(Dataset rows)
══════

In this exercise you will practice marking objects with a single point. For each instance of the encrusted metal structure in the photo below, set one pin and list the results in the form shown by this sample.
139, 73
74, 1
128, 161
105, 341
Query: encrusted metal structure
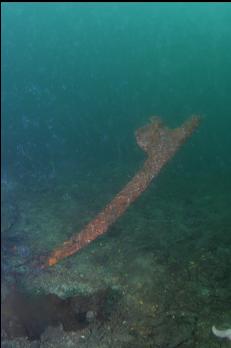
160, 143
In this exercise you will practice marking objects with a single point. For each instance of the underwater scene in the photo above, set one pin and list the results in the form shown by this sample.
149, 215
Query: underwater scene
116, 175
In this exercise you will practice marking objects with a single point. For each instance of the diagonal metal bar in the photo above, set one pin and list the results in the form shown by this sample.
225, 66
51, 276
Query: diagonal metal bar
160, 143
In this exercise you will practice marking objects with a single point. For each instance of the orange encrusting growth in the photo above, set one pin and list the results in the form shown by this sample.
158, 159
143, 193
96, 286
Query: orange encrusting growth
160, 143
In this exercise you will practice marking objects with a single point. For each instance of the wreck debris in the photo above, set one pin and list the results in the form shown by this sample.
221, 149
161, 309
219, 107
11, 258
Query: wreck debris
160, 143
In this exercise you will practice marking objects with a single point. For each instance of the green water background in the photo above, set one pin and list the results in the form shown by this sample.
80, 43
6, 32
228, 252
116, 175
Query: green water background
79, 79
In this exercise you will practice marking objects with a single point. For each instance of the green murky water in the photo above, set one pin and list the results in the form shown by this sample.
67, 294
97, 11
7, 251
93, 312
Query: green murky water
77, 81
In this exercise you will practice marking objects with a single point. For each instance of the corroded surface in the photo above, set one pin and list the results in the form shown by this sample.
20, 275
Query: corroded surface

══════

In the entries above, take the line containing "of the wreck" and each later line through the last, and repeat them exactly. Output nothing else.

In this exercise you will practice marking objects with a single point. For each instance of the wreck debris in the photo above, set one pin and list the results in the form shown by this sample.
221, 149
161, 309
219, 107
11, 258
Query: wreck debris
160, 143
In this exercise you will practice marking objects with a single point. For each instance of the green water background in the photo above, set one pin and list the results in the form shown by this sample.
80, 43
6, 32
228, 252
116, 175
Query: green water background
79, 79
In this exercise you will practice marking objects with a single point. For each instance of the green murky water in the photo above, set one pin and list the results in the form shown by this sample.
67, 294
97, 11
7, 251
93, 312
Query: green murky water
77, 81
In this exercise you will practice marking objects with a single point. For each instance of the corroded surface in the photo above, set one pin and list the results in the form shown by this sample.
20, 275
Query: corroded surface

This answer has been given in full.